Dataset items
<<<<

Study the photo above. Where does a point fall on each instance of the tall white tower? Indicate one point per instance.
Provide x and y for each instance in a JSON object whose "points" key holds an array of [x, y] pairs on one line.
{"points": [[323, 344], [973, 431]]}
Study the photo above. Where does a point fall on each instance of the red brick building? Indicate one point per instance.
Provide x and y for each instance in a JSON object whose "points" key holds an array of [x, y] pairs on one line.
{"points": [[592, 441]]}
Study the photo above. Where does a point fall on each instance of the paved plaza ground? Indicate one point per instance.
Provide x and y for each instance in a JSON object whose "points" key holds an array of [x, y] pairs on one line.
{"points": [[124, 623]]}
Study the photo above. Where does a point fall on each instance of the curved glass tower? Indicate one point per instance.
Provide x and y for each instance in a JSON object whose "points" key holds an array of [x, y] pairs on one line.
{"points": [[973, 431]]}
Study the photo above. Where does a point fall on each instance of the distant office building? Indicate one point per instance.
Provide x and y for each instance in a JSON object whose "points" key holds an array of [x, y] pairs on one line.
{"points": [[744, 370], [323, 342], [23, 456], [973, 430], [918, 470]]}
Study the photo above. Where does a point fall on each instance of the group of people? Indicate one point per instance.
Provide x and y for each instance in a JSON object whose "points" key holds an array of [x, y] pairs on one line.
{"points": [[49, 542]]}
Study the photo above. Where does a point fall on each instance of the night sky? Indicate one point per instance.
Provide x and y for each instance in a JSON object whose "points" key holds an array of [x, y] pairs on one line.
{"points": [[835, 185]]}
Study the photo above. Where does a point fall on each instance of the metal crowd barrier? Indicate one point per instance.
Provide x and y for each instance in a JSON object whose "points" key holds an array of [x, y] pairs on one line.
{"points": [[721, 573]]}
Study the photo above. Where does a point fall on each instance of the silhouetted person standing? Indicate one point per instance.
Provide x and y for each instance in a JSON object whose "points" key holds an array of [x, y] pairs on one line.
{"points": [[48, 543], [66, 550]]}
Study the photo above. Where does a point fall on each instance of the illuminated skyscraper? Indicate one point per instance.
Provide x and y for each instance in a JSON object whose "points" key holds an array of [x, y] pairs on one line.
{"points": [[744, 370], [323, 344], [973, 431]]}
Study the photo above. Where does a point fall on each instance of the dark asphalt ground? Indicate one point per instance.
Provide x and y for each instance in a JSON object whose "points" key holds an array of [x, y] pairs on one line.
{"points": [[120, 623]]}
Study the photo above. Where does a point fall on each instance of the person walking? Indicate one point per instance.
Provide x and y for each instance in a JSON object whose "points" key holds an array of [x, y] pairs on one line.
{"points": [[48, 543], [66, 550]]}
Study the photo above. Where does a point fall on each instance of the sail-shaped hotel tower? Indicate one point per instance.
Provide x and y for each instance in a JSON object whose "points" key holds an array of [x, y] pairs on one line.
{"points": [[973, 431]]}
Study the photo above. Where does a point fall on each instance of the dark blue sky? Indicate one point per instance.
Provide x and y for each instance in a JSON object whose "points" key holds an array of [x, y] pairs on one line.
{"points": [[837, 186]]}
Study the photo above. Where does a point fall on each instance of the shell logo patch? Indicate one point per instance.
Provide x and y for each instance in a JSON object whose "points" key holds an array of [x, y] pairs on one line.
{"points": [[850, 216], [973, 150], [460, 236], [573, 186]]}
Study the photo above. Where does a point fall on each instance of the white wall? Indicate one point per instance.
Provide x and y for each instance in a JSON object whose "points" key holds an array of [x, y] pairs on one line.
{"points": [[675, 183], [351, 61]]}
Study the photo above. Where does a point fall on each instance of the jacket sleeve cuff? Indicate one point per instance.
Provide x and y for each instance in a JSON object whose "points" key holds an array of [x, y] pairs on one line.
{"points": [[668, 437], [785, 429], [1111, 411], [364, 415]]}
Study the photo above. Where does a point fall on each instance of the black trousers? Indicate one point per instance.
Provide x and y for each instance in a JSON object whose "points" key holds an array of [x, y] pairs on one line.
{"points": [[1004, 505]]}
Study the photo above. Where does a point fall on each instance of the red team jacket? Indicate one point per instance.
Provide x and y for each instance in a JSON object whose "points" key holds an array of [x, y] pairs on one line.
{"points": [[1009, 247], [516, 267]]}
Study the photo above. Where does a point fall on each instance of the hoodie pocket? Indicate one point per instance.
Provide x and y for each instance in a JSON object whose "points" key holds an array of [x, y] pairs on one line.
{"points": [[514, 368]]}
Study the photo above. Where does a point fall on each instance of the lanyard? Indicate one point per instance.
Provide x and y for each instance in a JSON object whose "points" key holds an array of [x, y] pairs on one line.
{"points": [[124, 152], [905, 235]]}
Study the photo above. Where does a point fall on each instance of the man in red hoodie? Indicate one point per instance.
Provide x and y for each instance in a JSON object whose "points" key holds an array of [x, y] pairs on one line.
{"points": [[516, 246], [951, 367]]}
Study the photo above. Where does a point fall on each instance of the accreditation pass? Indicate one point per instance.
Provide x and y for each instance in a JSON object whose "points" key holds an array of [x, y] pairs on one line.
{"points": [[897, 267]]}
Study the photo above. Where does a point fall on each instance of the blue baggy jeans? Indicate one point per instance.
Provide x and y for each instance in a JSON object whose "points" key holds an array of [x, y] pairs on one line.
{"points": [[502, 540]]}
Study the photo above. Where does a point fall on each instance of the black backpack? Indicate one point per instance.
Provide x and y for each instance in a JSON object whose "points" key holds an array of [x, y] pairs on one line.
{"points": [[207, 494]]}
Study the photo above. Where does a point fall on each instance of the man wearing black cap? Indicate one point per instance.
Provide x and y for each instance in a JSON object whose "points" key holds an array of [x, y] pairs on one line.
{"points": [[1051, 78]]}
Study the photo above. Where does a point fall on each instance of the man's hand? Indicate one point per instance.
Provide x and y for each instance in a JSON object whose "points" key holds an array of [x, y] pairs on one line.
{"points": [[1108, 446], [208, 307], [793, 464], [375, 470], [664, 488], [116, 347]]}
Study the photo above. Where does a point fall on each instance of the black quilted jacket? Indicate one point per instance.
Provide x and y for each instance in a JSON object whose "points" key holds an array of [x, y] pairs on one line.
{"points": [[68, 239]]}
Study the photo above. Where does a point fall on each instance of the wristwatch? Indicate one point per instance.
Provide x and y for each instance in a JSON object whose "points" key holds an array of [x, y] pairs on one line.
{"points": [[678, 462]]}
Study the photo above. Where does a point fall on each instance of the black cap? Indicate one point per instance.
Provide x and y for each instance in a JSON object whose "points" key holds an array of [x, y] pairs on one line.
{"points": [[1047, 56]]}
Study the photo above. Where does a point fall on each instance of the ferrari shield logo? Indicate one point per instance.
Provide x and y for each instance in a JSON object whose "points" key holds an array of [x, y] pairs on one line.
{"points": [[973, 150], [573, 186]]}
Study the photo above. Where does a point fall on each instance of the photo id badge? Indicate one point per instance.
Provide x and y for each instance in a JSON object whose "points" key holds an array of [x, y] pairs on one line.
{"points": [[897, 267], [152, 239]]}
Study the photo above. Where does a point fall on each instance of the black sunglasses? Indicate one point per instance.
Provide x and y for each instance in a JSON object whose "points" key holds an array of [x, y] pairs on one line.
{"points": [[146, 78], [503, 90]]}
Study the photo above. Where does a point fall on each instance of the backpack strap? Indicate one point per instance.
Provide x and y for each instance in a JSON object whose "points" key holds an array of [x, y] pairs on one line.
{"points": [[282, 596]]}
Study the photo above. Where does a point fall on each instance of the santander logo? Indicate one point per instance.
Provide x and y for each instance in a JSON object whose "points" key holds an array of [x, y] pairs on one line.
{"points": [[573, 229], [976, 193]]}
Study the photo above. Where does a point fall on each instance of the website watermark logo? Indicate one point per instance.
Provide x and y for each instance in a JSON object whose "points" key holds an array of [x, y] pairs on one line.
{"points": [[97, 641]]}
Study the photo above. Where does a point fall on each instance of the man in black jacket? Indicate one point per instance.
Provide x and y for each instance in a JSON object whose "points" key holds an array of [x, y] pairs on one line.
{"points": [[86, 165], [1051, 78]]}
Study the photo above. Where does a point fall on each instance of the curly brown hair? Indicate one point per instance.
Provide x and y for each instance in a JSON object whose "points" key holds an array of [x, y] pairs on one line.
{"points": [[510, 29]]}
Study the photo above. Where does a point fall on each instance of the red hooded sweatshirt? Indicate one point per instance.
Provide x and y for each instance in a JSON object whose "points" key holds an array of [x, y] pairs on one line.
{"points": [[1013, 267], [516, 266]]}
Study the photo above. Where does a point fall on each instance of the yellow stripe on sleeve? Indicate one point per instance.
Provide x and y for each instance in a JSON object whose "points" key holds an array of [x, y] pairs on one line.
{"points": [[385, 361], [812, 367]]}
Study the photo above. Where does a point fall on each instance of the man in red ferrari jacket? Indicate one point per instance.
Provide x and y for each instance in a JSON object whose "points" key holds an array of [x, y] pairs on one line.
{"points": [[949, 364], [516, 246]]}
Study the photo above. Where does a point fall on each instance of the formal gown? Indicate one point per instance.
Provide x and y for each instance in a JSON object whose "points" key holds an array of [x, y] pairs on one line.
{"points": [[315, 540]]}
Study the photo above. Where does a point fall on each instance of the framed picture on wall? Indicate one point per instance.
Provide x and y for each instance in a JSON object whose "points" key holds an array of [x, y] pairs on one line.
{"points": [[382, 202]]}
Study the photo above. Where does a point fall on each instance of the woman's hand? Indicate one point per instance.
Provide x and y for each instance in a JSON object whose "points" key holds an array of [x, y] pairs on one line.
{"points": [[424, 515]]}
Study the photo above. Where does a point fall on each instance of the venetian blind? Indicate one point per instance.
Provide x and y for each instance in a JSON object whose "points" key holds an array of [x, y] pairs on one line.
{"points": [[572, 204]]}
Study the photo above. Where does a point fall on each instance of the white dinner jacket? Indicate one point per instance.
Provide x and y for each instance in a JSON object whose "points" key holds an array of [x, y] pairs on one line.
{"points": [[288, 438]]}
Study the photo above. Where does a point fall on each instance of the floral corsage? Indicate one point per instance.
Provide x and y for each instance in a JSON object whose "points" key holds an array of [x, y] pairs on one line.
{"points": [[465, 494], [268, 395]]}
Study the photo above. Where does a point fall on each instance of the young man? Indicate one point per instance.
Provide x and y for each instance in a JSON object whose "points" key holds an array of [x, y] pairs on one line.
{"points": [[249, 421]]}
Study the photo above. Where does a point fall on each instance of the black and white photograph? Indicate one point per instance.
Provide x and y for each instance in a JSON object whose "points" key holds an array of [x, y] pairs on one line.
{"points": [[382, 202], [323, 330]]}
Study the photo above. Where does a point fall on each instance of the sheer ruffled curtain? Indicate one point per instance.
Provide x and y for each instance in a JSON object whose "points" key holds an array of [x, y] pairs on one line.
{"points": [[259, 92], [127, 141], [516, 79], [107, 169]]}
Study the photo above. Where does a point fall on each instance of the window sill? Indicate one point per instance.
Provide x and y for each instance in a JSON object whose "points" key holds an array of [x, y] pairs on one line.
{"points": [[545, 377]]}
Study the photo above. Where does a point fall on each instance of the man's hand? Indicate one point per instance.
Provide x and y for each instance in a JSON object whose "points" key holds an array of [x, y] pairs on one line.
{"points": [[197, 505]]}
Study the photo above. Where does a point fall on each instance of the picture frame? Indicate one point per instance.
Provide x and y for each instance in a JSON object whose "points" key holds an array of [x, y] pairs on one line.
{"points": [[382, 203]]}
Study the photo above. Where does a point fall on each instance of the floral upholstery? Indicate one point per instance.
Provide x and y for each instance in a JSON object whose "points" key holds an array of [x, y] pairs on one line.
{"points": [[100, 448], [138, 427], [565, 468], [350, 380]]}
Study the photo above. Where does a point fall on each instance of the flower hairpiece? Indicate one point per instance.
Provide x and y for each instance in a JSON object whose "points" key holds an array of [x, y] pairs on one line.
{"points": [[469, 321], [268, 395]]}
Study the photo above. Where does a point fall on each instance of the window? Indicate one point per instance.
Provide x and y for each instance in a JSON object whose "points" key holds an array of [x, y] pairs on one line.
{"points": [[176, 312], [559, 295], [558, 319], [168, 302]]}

>>>>

### [WRITTEN TASK]
Write out only the final block of lines, starting at the line with "upholstery? Indicate one point per instance." and running to the end of the material.

### [EXERCISE RESPONSE]
Study the photo above. Where does a point fall on each instance of the floral upholstery? Indicate one point per instance.
Provide x and y for each instance in a JSON object whose "points" key holds an array of [x, y] pairs on one line.
{"points": [[100, 448], [138, 427], [565, 468], [350, 380]]}
Study the photo above. Where does a point fall on each instance of the flower hairpiece? Indicate one point per instance.
Provide x and y for each instance in a JSON object whose "points" key holds an array of [x, y] pairs on one line.
{"points": [[469, 321], [268, 395]]}
Study the photo above. Where does a point fall on each instance of the window? Indicate one point per instance.
Provide x and y for each instance in a JSON object whose "points" key holds an array of [x, y] pairs on one line.
{"points": [[176, 312], [559, 295], [558, 319], [168, 302]]}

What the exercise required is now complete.